### EXCERPT TO READ
2 Rhode Island General Laws. “Title 39, Chapter 26.4, Net Metering.” State of Rhode Island General Assembly. http://webserver.rilin.state.ri.us/Statutes/TITLE39/39-26.4/39-26.4-1.htm.
The committee’s statement of task (Box 1-1) asks it to evaluate NEM’s potential to contribute to a decarbonizing, equitable, and resilient electricity system in the context of alternative transactional mechanisms and incentives. The statement of task further instructs the committee to assess the “medium-to-long term impacts of net metering on the electricity grid and consumers.” In response to this charge, the committee has developed this report which presents guiding principles for rate design, technology, and regulation, among other relevant factors in order to inform prudent, adaptable, and forward-thinking policy for net metering, its variants, and alternatives. To begin, the committee considers “medium-term” to encompass a time period of approximately 5 to 10 years, where there is some foresight of changes in conditions, technologies, and policies affecting net metering and DG deployment. The “long-term” refers to 10 to 20 years or more following this report’s publication (in 2023), where additional changes can be expected but their nature and scope cannot yet be fully foreseen.
######
### SUPPLIED ENTRIES
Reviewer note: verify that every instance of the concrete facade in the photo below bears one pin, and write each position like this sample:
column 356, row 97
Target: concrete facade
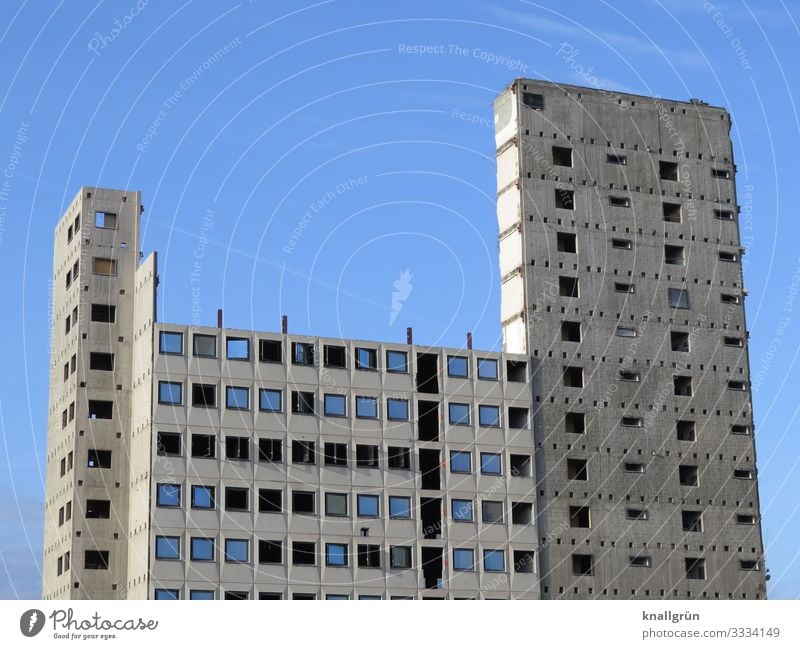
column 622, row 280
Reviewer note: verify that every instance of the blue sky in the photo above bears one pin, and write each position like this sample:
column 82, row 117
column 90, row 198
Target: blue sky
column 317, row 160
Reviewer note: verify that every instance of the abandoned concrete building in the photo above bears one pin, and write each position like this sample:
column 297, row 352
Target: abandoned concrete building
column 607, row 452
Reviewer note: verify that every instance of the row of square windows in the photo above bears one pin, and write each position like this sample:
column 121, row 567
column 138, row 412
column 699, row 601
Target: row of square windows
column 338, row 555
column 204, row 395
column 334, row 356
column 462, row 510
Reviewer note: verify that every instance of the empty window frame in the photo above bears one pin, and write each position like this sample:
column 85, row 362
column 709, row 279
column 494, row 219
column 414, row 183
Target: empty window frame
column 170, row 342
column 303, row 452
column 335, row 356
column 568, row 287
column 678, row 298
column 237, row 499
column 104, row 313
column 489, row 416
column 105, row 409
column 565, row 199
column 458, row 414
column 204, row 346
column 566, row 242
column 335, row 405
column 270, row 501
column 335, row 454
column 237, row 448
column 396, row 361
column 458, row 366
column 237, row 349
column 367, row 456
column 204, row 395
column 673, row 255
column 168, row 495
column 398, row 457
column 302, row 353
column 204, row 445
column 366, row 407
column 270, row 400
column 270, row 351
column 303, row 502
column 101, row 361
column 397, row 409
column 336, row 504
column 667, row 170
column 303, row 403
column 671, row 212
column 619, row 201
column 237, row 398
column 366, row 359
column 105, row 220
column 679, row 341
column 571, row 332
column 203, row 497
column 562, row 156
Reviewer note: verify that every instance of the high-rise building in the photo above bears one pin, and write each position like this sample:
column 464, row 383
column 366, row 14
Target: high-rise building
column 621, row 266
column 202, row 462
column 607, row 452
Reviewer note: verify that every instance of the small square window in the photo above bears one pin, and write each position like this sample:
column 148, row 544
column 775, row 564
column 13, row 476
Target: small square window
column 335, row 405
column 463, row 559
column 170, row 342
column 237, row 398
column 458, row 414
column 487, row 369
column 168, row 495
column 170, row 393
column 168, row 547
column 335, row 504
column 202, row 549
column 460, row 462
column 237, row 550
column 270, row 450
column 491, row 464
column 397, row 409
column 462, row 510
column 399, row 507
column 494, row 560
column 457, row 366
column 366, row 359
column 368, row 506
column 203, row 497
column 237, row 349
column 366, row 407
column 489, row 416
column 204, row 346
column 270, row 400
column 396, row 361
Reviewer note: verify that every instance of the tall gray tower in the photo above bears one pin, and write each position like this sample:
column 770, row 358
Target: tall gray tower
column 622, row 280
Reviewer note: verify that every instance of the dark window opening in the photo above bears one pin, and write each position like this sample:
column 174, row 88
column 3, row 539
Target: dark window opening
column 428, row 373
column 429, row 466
######
### SUPPLIED ENTRIES
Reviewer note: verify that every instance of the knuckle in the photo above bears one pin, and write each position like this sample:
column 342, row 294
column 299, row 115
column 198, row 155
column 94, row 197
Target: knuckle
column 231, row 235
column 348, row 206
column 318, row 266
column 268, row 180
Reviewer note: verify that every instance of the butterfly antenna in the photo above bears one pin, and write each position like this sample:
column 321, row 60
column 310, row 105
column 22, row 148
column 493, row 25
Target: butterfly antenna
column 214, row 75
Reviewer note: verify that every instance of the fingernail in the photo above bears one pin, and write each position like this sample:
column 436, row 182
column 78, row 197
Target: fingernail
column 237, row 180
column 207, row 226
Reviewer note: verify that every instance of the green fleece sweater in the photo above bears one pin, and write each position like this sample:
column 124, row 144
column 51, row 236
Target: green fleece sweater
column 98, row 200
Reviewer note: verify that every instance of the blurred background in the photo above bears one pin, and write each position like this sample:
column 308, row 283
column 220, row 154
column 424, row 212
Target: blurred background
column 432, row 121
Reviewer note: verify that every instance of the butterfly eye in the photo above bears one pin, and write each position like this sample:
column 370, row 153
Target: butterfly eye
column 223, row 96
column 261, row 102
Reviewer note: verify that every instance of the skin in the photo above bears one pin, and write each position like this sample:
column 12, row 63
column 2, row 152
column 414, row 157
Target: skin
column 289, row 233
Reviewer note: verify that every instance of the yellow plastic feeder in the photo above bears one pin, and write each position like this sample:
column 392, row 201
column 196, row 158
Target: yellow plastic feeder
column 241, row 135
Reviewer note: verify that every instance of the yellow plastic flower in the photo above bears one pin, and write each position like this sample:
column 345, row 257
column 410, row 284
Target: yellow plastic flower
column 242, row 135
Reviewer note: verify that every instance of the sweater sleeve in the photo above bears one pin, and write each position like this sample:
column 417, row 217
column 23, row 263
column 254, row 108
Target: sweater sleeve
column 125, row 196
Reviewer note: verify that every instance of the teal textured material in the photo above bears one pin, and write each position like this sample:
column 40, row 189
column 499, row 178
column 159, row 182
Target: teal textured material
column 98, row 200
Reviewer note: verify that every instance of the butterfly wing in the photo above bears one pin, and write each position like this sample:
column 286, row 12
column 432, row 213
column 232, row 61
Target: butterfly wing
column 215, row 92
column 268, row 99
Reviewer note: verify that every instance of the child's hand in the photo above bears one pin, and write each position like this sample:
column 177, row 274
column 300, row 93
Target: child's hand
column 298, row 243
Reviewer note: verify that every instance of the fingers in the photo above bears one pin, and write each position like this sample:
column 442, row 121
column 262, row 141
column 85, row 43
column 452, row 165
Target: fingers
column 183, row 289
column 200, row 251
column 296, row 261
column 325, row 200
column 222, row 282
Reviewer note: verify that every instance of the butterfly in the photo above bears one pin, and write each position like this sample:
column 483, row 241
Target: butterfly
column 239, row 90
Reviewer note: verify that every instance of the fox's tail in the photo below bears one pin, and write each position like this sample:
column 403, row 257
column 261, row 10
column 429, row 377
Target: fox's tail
######
### SUPPLIED ENTRIES
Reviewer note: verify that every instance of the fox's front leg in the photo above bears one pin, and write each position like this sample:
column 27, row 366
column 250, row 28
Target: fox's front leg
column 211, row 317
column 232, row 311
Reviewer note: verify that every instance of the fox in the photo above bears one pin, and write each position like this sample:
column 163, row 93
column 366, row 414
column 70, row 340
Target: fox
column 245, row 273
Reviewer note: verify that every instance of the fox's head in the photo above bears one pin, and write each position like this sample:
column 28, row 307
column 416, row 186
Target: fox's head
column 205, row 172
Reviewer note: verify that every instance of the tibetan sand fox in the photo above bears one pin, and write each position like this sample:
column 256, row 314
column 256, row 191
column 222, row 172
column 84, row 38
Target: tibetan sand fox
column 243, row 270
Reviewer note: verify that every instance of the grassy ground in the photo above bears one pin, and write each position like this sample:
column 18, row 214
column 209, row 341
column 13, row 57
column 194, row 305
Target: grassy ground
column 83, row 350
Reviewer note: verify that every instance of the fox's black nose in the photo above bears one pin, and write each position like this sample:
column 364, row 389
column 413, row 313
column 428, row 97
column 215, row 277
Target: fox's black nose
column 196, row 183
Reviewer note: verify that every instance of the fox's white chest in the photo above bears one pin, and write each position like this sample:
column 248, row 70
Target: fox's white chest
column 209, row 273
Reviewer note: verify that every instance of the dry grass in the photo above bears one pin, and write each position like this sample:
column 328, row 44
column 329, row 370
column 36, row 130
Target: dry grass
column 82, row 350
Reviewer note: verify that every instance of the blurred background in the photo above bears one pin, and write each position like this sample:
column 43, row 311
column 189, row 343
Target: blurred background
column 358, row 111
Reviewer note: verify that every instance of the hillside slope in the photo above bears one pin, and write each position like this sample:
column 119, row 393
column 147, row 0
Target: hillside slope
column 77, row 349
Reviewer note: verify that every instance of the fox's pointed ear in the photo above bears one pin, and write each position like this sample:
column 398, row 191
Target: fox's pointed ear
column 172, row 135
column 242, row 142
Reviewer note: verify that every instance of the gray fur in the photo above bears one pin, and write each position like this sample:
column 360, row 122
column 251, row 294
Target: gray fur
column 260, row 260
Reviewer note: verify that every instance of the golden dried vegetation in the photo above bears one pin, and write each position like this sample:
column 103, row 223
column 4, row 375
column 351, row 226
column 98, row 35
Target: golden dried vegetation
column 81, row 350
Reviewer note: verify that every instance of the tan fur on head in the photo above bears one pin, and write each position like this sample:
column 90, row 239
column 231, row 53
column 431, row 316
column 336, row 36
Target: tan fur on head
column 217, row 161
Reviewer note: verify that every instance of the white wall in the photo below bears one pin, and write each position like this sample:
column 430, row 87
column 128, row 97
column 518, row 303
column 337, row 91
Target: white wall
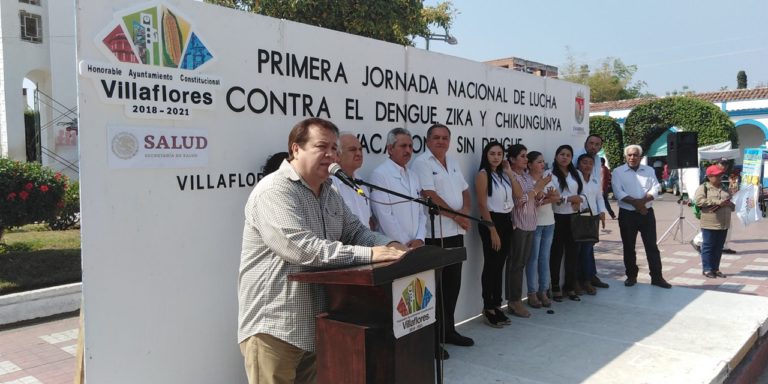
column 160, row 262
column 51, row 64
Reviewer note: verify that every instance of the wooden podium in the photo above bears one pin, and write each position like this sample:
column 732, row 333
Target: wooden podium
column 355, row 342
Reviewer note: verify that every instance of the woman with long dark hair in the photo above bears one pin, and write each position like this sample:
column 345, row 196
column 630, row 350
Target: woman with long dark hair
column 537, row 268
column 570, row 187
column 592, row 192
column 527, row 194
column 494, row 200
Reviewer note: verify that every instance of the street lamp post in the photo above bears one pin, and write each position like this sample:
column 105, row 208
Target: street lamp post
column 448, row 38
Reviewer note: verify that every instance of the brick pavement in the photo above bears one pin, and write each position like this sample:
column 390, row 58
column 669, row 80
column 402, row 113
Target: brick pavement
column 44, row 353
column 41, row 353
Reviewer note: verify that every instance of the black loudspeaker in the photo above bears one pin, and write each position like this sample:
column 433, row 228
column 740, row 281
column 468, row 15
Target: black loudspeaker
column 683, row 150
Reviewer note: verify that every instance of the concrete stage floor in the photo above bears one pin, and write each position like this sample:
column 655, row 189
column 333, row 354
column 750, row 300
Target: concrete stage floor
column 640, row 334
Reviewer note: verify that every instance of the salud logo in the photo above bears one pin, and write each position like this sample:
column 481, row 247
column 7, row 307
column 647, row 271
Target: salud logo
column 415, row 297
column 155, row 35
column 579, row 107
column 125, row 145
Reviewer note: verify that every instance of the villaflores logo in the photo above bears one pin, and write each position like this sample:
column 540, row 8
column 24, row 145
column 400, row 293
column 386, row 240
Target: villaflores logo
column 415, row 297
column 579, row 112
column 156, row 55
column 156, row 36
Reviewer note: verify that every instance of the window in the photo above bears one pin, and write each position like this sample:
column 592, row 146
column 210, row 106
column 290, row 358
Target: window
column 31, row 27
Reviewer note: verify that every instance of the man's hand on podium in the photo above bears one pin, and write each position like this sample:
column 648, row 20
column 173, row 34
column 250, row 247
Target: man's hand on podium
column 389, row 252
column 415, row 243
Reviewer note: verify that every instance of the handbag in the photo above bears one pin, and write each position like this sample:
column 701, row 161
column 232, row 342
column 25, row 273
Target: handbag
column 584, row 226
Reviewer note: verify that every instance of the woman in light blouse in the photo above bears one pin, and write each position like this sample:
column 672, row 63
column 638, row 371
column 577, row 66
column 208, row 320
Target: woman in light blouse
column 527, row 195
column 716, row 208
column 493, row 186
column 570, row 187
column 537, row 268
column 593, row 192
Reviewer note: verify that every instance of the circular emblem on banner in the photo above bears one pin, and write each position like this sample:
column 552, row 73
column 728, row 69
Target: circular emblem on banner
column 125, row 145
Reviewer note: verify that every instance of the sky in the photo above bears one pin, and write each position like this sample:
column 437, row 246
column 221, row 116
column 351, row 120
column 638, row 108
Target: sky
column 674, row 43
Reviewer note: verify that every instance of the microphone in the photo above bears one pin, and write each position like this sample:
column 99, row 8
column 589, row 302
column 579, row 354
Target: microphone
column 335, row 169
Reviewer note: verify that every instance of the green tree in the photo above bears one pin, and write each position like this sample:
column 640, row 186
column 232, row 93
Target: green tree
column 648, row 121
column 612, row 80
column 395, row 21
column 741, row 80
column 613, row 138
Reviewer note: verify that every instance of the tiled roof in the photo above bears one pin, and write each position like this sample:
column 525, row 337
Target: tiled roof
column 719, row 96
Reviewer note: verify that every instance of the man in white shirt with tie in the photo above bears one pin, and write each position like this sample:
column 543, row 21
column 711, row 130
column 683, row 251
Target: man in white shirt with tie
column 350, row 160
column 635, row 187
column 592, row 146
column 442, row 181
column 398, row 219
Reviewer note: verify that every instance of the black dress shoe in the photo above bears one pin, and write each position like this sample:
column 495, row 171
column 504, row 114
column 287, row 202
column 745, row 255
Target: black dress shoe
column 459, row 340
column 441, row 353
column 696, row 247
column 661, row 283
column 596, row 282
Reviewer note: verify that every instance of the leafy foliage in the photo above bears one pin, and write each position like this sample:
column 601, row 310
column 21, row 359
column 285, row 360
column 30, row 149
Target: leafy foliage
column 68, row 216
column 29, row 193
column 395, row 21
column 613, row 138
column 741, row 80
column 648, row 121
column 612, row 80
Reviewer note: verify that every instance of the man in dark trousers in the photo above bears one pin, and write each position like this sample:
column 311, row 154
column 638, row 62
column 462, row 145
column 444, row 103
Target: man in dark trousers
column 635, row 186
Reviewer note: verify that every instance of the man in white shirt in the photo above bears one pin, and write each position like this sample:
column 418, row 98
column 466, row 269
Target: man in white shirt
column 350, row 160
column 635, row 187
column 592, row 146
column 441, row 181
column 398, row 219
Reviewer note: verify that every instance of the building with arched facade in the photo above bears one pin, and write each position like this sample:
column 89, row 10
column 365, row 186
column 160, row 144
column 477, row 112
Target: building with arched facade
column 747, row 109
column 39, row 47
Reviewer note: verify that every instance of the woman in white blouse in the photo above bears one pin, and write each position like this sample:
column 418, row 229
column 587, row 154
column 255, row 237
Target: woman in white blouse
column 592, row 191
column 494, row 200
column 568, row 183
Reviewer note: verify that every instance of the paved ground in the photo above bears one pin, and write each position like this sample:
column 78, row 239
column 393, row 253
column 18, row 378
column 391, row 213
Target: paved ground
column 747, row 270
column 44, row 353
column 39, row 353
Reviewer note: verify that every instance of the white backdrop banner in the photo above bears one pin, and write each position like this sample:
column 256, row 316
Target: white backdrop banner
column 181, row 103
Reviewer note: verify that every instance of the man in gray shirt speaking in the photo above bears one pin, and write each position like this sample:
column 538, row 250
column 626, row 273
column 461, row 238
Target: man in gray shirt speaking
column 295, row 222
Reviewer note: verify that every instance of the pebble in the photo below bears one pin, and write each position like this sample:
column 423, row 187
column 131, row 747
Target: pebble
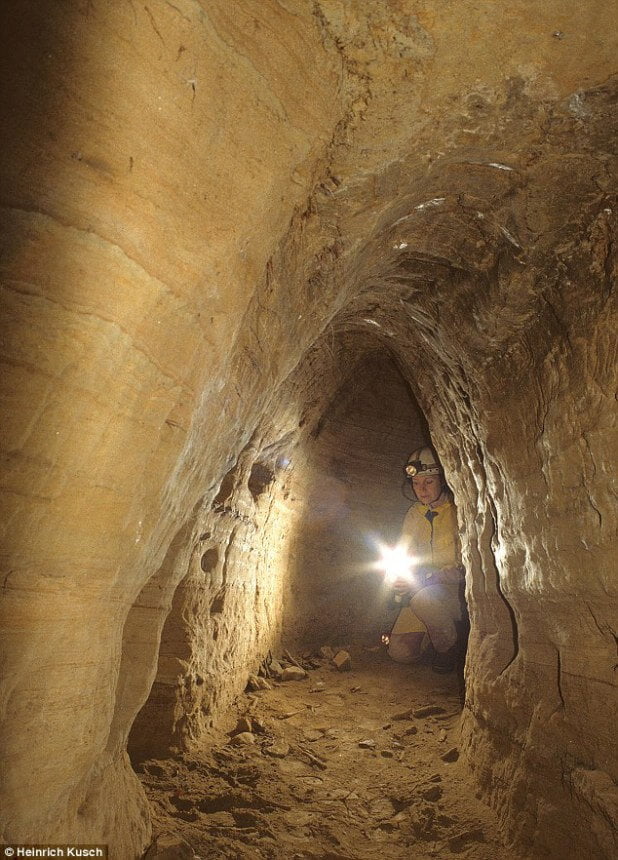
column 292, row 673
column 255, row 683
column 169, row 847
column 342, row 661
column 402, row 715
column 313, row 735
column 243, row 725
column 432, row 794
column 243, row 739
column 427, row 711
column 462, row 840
######
WHAT TO DO:
(1) List the qualities of an electricity system that the net metering excerpt says the committee must assess NEM's potential to contribute to.
(2) Answer these questions from the net metering excerpt:
(a) About how many years does the committee take "medium-term" to cover?
(b) In what year was the report published?
(c) Which chapter of Title 39 of the Rhode Island General Laws is cited?
(3) Decide whether each statement agrees with the net metering excerpt, and give yes or no with the deciding words quoted.
(a) The committee defines "long-term" as 10 to 20 years or more after the report's publication.
(b) The committee holds that the nature and scope of long-term changes can already be fully foreseen.
(c) The report offers guiding principles for rate design, technology, and regulation.

ANSWERS TO THE EXERCISES:
(1) decarbonizing, equitable, resilient

(2)
(a) Approximately 5 to 10 years.
(b) 2023.
(c) Chapter 26.4, Net Metering.

(3)
(a) Yes: "The “long-term” refers to 10 to 20 years or more following this report’s publication (in 2023)"
(b) No: "additional changes can be expected but their nature and scope cannot yet be fully foreseen"
(c) Yes: "presents guiding principles for rate design, technology, and regulation"